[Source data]
________________________

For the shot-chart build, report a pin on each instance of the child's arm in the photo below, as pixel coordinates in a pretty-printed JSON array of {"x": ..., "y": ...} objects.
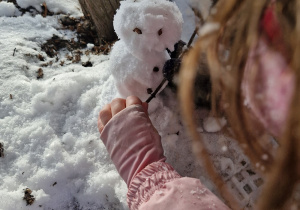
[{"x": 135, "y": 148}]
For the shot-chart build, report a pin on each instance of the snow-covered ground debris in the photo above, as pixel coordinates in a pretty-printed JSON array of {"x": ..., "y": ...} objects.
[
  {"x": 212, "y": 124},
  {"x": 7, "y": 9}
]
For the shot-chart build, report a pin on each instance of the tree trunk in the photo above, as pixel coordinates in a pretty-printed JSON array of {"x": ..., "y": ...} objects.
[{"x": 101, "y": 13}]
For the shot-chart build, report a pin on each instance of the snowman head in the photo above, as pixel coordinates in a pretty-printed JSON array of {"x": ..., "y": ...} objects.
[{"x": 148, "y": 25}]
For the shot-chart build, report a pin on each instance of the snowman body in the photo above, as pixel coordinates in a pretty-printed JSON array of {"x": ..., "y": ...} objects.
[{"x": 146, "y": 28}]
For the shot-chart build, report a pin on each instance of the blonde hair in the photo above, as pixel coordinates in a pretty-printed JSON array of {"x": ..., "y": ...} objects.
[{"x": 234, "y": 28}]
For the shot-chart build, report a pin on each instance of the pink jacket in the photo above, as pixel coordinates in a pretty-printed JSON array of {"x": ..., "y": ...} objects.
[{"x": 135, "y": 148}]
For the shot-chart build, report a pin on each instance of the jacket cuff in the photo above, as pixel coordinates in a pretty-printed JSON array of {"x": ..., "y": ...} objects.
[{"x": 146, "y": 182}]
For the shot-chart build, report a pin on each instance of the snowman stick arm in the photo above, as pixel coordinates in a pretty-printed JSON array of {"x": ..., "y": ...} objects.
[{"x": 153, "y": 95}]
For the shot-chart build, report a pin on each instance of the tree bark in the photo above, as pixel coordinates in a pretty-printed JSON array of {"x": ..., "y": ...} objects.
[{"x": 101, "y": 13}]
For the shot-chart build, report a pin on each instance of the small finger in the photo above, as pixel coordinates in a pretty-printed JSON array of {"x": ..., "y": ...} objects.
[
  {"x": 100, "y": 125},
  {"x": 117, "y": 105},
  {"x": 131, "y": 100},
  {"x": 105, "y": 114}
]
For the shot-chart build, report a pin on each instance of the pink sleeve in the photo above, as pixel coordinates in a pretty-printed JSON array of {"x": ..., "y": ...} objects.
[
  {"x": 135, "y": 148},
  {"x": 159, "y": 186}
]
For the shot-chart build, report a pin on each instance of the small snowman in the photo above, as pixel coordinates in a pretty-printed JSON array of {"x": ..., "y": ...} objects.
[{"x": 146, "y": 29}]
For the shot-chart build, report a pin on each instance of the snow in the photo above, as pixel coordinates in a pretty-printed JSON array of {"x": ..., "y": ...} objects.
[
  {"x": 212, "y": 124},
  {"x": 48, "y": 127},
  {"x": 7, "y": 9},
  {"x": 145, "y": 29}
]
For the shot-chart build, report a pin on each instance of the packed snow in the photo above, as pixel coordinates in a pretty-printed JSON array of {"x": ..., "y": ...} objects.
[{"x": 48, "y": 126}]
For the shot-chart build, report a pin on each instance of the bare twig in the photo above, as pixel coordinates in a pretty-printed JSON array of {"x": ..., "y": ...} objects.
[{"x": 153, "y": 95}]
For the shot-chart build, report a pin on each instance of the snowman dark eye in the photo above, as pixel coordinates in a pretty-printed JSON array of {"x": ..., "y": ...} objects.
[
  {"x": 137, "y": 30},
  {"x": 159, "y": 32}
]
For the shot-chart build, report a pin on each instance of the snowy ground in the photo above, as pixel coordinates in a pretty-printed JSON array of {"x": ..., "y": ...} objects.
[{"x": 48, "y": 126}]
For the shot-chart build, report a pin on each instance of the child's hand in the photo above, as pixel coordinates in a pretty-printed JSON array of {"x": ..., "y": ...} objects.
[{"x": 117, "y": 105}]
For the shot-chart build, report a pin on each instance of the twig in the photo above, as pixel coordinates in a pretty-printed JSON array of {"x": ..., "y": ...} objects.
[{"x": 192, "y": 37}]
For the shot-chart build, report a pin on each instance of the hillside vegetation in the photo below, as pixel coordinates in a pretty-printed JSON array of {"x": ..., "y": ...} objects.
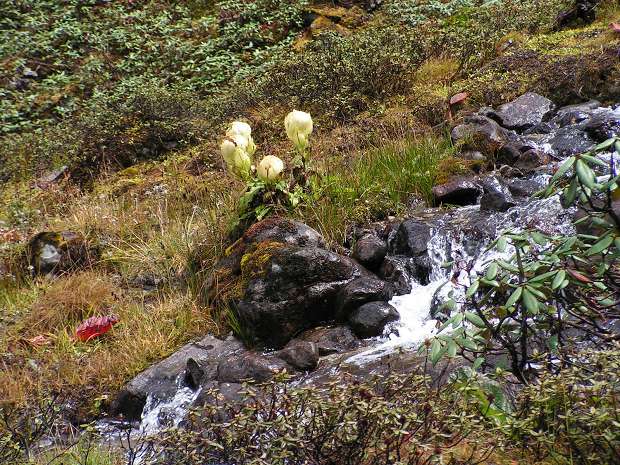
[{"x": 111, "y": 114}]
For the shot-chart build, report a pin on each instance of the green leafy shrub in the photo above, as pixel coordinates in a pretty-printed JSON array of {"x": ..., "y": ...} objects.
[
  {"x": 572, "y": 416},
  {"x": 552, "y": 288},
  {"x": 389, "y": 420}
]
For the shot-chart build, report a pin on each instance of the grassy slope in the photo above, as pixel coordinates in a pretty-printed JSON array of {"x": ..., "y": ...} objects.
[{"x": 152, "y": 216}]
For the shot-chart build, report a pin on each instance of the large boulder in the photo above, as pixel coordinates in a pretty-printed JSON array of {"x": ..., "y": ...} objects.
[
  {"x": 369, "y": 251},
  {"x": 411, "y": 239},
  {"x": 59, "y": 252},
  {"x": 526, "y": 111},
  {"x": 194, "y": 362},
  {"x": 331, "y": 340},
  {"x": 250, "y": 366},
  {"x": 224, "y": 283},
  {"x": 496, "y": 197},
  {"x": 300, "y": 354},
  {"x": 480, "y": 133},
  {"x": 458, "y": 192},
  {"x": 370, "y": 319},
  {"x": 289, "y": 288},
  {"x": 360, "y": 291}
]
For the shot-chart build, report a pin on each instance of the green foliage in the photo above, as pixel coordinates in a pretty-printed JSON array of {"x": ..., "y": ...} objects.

________________________

■ **Task instructions**
All of the data above needs to be given again exactly. Leave out each image.

■ **Output of the task**
For the shot-chart build, report a pin on each instance of the child's arm in the photo below, as pixel coordinates in a pretty-printed JSON array of {"x": ..., "y": ...} objects.
[{"x": 135, "y": 148}]
For the shot-chart build, report a pin on each instance of the snow-covered ground debris in the photo above, as pixel coordinates in a pretty-printed JSON array of {"x": ..., "y": ...} objects.
[
  {"x": 212, "y": 124},
  {"x": 7, "y": 9}
]
For the shot-chart build, report a pin on each instance of the tree trunk in the photo above, as pixel coordinates in a pretty-printed JSON array of {"x": ..., "y": ...} objects.
[{"x": 101, "y": 13}]
For the shot-chart build, report a pin on each instance of the snowman head in the photo above, as pixel coordinates in a pretty-printed JSON array of {"x": ..., "y": ...} objects.
[{"x": 148, "y": 25}]
For the shot-chart build, report a pin on each instance of the snowman body in the photo above, as pixel coordinates in a pretty-printed JSON array of {"x": ..., "y": ...} objects.
[{"x": 146, "y": 28}]
For the shot-chart build, report a pin on each instance of the blonde hair in the photo above, as pixel coordinates in a pretty-printed JSON array of {"x": ..., "y": ...} objects.
[{"x": 234, "y": 28}]
For the shot-chart build, report a pin on each instance of the pink jacket in the photo above, as pixel coordinates in a pretty-printed JSON array of {"x": ..., "y": ...} objects.
[{"x": 135, "y": 148}]
For the shot-chart build, report a pin on each instance of the jacket cuff in the photo above, as pixel coordinates in a pretty-printed JSON array of {"x": ..., "y": ...} objects.
[{"x": 146, "y": 182}]
For the shot-chart build, report a pin on each instance of the snowman stick arm in the photo above, as pixel coordinates in a pretty-printed JSON array of {"x": ..., "y": ...} objects.
[{"x": 153, "y": 95}]
For the shot-chart build, report a pin on each instance of the tree bark in the photo above, as pixel coordinates in a pretty-printed JSON array of {"x": ..., "y": ...} objects.
[{"x": 101, "y": 13}]
For the shot-chart build, report a pin on each instance of the small finger in the photo above, as pixel coordinates in a pretty-printed JSON array of {"x": ..., "y": ...} objects.
[
  {"x": 100, "y": 125},
  {"x": 117, "y": 105},
  {"x": 131, "y": 100},
  {"x": 105, "y": 114}
]
For the shot-chart build, report a pin on each instance of the pink sleeve in the photo above, as pixel coordinates in a pretty-printed JSON array of {"x": ..., "y": ...} objects.
[
  {"x": 135, "y": 148},
  {"x": 159, "y": 186}
]
For the shot-chart build, report a pin on each instance of the small snowman in the photo above, as pixel coordinates in a pretty-printed JSON array of {"x": ..., "y": ...} objects.
[{"x": 146, "y": 29}]
For the shot-chart build, report a pin on each instance of the snow in the photo above, as pixel coordinates in a pretty-printed JSON array of {"x": ..., "y": ...} objects.
[
  {"x": 212, "y": 124},
  {"x": 48, "y": 127},
  {"x": 7, "y": 9},
  {"x": 145, "y": 29}
]
For the shot-chart build, report a pin on each instance of the packed snow in the photo above, as pixel coordinates in a pretty-printed JSON array of {"x": ..., "y": ...} objects.
[{"x": 48, "y": 126}]
For the shot-chart build, report a pin on each instance of the bare twig in the photo above, as pixel coordinates in a pretty-printed JSON array of {"x": ..., "y": ...} objects.
[{"x": 153, "y": 95}]
For the shot-chart build, report a pin on each instance of the snowman dark eye in the photo above, as pixel coordinates in a pretty-printed JSON array of {"x": ..., "y": ...} objects.
[
  {"x": 137, "y": 30},
  {"x": 159, "y": 32}
]
For the shot-chart build, report a pin on each instance of the snowy ground in the photo above, as pixel coordinates in a pretty-printed JSON array of {"x": ..., "y": ...} objects.
[{"x": 48, "y": 126}]
For the shot-chart build, report a pin on each instance of the child's hand in the photo above, as pixel coordinates in a pretty-printed JSON array of {"x": ..., "y": ...} objects.
[{"x": 117, "y": 105}]
For the shot-chart build, report a pin on each instance of the twig in the photo above, as pixel coordinates in a pretty-printed JSON array of {"x": ..., "y": ...} objects.
[{"x": 192, "y": 37}]
For the shot-chart build, report a pin on each instance of the hillside vegetation in the photo below, as pixel coordinates in a pretty-printed JSON array of {"x": ..., "y": ...} objects.
[{"x": 111, "y": 114}]
For the shot-chart build, report a pin on each instance of the green leafy shrub in the photo above, as pixel coordinates in a pretty-printed JSON array of {"x": ..., "y": ...} objects.
[
  {"x": 572, "y": 416},
  {"x": 552, "y": 288},
  {"x": 389, "y": 420}
]
For the shot-chart build, report a pin on each instance of the grassy slope in the photo above, as pixel coordinates in a pretty-printed JSON array of {"x": ..., "y": ...} objects.
[{"x": 152, "y": 216}]
For the shot-chart build, report a pin on each instance of the large boulder in the photo above, as pixel coordinates in a pretty-printed JSON array of {"x": ..., "y": ...} objects.
[
  {"x": 369, "y": 251},
  {"x": 411, "y": 239},
  {"x": 59, "y": 252},
  {"x": 526, "y": 111},
  {"x": 194, "y": 362},
  {"x": 331, "y": 340},
  {"x": 250, "y": 366},
  {"x": 224, "y": 283},
  {"x": 496, "y": 197},
  {"x": 300, "y": 354},
  {"x": 480, "y": 133},
  {"x": 458, "y": 192},
  {"x": 370, "y": 319},
  {"x": 289, "y": 288},
  {"x": 360, "y": 291}
]
For the shot-chart build, report a pin on each instance of the green foliage in the photo above, as pixel coordinates in a pretty-printed JSON array of {"x": ..., "y": ...} objects.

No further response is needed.